(Collected data)
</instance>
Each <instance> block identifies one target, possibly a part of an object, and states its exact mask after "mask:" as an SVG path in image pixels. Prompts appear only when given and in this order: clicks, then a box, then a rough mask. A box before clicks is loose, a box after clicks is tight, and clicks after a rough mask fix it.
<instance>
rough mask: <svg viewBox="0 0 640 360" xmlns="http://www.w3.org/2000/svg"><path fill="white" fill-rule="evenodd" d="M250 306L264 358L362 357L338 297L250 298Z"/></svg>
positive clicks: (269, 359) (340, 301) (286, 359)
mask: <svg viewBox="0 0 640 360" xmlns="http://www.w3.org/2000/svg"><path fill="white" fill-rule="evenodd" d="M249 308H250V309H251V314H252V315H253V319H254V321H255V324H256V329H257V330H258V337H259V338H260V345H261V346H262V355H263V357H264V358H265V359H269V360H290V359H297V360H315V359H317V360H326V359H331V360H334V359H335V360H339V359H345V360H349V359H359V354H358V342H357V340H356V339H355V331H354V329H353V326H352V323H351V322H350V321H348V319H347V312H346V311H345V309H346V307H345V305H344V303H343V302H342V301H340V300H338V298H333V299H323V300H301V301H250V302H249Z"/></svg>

Requirement
Copy out every line in the records where the word "rough" is found.

Response area
Each <instance> block identifies one target, possibly a part of an object, and states its exact mask after "mask:" as an SVG path in image pixels. Prompts appear only when given and in this order: clicks, then a box, then a rough mask. A box before clicks is loose, a box after clicks is tight, and clicks after a rough mask fix it.
rough mask: <svg viewBox="0 0 640 360" xmlns="http://www.w3.org/2000/svg"><path fill="white" fill-rule="evenodd" d="M250 306L264 358L362 357L338 297L250 298Z"/></svg>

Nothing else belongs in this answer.